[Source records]

---------------

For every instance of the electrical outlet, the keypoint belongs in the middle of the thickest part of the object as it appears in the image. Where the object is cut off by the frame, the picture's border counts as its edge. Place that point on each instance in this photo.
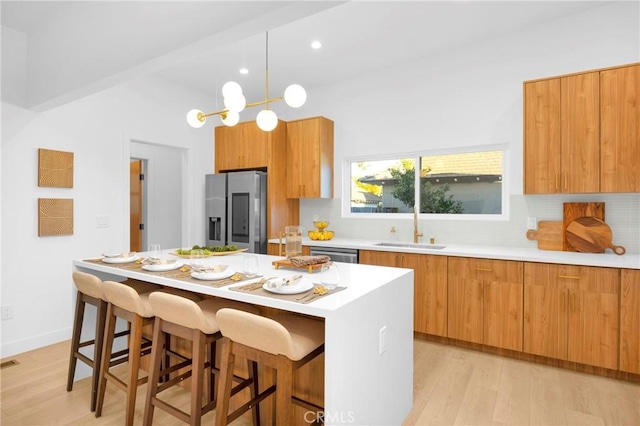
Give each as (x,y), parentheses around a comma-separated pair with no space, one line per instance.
(7,312)
(382,340)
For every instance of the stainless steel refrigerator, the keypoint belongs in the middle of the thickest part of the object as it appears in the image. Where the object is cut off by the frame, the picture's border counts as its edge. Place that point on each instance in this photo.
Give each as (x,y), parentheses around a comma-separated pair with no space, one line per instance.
(236,210)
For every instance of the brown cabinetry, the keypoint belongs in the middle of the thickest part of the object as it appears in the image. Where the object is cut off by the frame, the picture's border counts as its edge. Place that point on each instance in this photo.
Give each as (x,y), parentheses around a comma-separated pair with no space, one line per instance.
(630,320)
(581,132)
(485,301)
(310,158)
(429,286)
(244,146)
(620,129)
(571,313)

---------------

● **EXERCISE**:
Output an exact copy of the lines from the one holding "For every instance of the brown" to the last line of the data, inclusive, and nothing beyond that range.

● **TASK OUTPUT**:
For every instance of the brown cabinetry, the keypoint belongs in the middle of the thickest part of the object as it appears in the image. Where the object is cut off by the frame, the picture's border counts as its edge. Place that point on each instance in this photo.
Give each as (x,y), parentheses around a comma-separated pair with no space, one line per instance.
(630,320)
(581,132)
(485,301)
(310,158)
(429,286)
(244,146)
(620,129)
(571,313)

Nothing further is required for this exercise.